Objective: Turn the lines between the one holding "the bus rear" and the one holding "(1137, 300)", inclusive, into a JSON list of strings, one string per line, with blank lines dropped.

━━━━━━━━━━━━━━━━━━━━━━━━━━━━━━

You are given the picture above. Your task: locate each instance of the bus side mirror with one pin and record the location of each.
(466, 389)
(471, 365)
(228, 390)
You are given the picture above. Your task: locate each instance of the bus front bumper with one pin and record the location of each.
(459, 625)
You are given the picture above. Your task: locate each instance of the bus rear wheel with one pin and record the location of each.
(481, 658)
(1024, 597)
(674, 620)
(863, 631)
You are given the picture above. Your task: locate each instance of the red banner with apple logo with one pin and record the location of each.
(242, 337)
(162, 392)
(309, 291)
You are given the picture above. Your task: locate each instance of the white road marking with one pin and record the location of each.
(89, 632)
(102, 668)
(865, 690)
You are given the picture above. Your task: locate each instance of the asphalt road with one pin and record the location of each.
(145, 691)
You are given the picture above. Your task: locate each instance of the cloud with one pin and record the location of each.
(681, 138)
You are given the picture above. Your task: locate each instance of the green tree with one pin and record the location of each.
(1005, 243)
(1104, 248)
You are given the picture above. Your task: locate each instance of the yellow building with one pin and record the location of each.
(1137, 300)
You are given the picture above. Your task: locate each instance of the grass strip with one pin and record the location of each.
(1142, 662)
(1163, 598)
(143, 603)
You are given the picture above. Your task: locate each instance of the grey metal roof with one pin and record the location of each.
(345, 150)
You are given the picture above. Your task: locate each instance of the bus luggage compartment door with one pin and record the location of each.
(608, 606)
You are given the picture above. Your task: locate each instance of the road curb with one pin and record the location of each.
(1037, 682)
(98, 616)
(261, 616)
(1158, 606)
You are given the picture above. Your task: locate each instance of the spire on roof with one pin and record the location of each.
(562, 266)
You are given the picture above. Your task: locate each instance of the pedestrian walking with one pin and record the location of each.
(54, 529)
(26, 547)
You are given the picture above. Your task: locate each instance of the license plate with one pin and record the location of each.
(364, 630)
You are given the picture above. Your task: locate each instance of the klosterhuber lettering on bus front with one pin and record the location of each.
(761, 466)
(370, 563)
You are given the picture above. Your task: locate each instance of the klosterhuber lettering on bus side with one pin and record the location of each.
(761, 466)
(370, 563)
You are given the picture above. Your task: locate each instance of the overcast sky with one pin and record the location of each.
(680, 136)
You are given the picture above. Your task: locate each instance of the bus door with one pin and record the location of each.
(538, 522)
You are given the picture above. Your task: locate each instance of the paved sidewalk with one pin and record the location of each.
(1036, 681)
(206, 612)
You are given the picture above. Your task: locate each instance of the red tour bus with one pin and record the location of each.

━━━━━━━━━━━━━━━━━━━━━━━━━━━━━━

Task output:
[
  "You are given the picture above. Your task: locate each instance of the bus rear wheel with one pin and record the location of each.",
  "(481, 658)",
  "(1024, 597)",
  "(674, 620)",
  "(863, 631)",
  "You are given the picture above. Your task: locate each instance of the red banner with apple logo with one pin and record the location of each.",
  "(242, 337)",
  "(162, 392)",
  "(309, 291)",
  "You are given the picture above. Your task: locate each instance of the white road marking with one pin and record the location of each.",
  "(89, 632)",
  "(102, 668)",
  "(865, 690)",
  "You are given the picture above. Your task: locate each instance of the asphalt road with one pin and record the location of each.",
  "(145, 691)",
  "You are given the picture above. Your task: locate each instance of the cloud with one pin and record the location of each.",
  "(681, 138)",
  "You are given the picture above. Your task: locate each instance of the green tree with one pin and record the location of each.",
  "(1005, 243)",
  "(1104, 248)",
  "You are given the picture above. Your task: locate each instance of the yellow building with one pin and record the location of each.",
  "(1137, 300)"
]